===== Records supplied =====
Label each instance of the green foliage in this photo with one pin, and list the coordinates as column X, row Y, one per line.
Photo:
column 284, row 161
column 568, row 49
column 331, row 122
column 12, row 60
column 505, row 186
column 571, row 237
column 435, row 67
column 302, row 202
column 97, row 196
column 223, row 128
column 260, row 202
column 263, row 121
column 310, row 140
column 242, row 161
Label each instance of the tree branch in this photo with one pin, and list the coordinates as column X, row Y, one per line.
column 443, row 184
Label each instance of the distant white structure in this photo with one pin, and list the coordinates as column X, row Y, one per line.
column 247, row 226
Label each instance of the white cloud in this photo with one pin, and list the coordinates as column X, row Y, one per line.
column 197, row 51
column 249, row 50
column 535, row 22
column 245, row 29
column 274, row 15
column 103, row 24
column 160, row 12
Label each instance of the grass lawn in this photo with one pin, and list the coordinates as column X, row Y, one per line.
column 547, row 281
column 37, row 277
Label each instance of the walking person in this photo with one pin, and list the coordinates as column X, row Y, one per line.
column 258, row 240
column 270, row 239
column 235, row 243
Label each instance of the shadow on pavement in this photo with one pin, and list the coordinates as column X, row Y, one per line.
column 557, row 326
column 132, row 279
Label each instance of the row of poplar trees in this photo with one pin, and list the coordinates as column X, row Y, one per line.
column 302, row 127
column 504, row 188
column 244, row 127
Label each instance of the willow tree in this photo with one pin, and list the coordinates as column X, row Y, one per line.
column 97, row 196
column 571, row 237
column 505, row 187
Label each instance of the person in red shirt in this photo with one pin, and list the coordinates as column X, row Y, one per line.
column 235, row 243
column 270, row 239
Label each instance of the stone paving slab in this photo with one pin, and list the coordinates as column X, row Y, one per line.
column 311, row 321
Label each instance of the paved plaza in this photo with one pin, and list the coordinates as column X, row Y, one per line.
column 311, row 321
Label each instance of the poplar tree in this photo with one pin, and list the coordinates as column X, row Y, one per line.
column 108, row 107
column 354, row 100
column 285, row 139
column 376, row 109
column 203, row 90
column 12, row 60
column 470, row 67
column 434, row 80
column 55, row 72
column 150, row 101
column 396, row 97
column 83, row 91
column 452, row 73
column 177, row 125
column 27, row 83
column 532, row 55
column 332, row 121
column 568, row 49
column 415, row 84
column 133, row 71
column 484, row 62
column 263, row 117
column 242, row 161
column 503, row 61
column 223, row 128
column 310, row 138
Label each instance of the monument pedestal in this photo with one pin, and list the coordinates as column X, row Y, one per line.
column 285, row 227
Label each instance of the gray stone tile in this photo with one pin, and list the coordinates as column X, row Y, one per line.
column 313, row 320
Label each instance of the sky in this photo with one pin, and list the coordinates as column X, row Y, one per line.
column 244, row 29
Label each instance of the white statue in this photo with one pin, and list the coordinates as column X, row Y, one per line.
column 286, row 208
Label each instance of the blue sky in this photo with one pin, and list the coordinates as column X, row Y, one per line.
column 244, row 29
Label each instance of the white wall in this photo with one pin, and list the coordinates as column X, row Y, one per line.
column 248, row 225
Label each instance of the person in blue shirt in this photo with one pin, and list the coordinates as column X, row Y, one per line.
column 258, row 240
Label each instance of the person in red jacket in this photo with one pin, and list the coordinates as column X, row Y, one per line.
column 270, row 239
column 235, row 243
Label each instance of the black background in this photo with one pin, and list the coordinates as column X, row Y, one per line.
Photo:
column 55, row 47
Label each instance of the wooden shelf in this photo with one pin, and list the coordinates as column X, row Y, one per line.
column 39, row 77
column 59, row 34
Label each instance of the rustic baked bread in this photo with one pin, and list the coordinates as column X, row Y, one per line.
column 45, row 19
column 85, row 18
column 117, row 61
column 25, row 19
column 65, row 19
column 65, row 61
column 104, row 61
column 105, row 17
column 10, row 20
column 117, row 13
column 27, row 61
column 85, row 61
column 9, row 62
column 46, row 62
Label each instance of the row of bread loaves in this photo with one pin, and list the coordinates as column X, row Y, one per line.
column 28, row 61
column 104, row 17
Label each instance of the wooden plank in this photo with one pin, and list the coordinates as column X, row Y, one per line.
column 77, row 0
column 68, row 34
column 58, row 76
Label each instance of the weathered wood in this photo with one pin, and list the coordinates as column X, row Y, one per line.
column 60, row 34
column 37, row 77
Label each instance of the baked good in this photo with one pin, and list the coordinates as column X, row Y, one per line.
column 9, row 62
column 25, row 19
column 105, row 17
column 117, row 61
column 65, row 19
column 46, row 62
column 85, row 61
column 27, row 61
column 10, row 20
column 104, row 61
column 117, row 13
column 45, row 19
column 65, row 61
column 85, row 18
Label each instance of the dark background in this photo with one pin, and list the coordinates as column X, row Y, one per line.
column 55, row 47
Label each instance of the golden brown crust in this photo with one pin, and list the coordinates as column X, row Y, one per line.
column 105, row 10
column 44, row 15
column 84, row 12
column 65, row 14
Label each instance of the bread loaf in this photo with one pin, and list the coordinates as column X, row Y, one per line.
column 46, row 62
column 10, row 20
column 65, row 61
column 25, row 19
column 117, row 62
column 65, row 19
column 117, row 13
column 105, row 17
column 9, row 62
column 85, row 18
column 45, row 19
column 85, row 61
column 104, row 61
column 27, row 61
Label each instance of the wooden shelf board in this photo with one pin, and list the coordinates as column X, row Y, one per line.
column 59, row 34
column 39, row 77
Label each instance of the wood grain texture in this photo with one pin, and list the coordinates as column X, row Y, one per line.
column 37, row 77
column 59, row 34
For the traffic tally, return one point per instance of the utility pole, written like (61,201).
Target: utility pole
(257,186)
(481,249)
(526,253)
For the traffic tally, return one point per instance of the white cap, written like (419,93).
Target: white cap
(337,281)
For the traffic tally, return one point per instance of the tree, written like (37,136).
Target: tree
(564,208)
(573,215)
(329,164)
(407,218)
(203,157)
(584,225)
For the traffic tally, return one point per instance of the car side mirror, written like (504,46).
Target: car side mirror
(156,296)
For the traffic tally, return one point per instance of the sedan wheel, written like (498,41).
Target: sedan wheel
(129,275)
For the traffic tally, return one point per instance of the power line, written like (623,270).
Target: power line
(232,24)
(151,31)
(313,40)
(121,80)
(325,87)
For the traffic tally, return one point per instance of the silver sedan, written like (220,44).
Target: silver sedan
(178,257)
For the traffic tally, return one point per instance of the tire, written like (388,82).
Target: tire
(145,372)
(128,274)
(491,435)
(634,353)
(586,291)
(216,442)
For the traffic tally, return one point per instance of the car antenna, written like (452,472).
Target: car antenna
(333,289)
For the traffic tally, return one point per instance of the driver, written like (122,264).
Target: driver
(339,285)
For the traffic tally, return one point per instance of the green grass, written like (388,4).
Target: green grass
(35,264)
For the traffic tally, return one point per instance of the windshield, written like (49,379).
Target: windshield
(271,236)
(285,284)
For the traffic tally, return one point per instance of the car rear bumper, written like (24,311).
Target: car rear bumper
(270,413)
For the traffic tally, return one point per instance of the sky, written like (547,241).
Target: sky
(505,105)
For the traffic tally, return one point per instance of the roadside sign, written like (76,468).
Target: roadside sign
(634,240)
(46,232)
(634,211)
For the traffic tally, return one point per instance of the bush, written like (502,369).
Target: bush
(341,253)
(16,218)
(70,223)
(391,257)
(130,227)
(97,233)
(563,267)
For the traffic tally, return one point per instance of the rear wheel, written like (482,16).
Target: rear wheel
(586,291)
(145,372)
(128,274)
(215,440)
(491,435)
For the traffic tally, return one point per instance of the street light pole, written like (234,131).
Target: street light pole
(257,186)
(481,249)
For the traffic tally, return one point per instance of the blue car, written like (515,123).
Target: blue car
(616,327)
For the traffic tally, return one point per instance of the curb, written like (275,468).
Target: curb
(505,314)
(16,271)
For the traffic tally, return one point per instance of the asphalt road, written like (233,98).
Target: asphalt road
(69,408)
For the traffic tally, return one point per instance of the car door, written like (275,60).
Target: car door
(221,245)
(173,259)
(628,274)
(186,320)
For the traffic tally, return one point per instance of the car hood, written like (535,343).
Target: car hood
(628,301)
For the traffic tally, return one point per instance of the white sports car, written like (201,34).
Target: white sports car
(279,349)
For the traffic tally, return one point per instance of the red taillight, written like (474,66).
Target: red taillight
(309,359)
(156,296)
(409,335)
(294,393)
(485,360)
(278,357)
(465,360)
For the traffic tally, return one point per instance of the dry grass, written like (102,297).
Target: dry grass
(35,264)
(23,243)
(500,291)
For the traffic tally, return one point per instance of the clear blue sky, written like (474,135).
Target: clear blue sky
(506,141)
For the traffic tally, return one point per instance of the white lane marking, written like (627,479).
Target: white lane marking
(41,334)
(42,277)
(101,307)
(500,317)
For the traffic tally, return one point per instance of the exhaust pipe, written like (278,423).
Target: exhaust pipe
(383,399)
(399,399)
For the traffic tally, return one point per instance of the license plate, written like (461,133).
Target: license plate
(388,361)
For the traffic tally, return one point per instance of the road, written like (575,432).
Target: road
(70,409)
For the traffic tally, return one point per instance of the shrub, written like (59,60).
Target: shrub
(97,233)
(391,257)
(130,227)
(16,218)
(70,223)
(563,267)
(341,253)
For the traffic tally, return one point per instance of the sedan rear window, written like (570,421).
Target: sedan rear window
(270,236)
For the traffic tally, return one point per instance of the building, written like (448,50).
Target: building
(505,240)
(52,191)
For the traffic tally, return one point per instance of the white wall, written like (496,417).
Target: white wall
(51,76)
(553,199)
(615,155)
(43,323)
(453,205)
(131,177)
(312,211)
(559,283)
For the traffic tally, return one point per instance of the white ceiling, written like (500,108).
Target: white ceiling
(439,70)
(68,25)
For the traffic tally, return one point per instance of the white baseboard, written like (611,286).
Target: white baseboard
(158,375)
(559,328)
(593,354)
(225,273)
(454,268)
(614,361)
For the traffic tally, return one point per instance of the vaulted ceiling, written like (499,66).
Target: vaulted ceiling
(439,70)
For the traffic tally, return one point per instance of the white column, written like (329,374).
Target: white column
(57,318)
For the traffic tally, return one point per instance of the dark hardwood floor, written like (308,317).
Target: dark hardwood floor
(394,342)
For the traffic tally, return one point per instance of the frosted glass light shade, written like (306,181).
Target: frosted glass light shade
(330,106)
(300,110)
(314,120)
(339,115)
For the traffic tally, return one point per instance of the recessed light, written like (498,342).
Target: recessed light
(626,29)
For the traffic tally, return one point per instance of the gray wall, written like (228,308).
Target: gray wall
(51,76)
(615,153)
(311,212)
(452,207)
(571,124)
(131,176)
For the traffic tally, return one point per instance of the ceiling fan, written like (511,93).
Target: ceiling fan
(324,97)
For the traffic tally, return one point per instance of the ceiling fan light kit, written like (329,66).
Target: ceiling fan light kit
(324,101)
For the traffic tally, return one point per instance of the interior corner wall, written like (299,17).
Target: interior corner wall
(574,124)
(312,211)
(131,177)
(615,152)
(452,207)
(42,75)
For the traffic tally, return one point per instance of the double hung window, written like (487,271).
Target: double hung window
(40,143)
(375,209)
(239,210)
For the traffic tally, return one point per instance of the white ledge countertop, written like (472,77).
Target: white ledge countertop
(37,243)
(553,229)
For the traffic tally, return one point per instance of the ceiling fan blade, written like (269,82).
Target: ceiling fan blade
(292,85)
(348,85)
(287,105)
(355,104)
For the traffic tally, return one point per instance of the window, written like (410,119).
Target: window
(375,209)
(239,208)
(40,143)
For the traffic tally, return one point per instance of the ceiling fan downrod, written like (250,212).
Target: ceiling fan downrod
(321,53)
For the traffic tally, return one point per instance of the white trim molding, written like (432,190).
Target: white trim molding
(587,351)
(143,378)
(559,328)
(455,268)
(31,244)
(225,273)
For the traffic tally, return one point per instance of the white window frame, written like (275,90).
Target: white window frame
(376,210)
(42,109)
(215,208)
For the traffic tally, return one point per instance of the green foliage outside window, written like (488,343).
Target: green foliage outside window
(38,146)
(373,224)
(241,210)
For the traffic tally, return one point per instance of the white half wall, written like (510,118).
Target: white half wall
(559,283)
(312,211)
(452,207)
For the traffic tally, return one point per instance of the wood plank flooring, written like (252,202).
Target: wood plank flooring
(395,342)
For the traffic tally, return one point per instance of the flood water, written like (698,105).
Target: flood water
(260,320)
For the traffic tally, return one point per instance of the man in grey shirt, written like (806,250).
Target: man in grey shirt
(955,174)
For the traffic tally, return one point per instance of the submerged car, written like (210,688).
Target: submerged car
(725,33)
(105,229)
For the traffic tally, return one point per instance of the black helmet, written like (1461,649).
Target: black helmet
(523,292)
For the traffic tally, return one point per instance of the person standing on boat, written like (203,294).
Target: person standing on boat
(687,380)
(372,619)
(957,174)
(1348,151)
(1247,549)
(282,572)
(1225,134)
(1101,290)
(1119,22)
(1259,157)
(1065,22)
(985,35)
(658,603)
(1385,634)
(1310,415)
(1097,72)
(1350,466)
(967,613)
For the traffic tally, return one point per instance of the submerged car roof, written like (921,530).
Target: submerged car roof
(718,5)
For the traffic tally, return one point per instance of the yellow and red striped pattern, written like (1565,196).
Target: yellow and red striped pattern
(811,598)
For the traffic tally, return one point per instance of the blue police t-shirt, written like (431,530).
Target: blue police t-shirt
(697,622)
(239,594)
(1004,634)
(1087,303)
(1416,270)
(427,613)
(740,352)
=====
→ Work task
Taking the line with "Target: person standing on boat" as the first, copy every line through the end of the entries above exactly, with no others.

→ Task result
Target: person standing on boat
(687,380)
(372,619)
(957,174)
(1348,151)
(1247,549)
(282,572)
(1225,134)
(1101,290)
(1119,22)
(1259,157)
(1065,22)
(985,35)
(658,603)
(1385,634)
(1310,415)
(1097,72)
(1350,466)
(967,613)
For the traffic tally, return one point per instance of the submerged car roof, written like (921,530).
Target: submerged car roof
(718,5)
For the traffic tally, return one point per instance of the yellow and red striped pattern, written like (1565,196).
Target: yellow and red striped pattern
(811,598)
For the traffic tally, return one point per instance of the blue police t-shirt, written like (431,530).
Target: blue police t-shirt
(697,622)
(239,594)
(1004,634)
(1087,303)
(1416,270)
(427,613)
(740,352)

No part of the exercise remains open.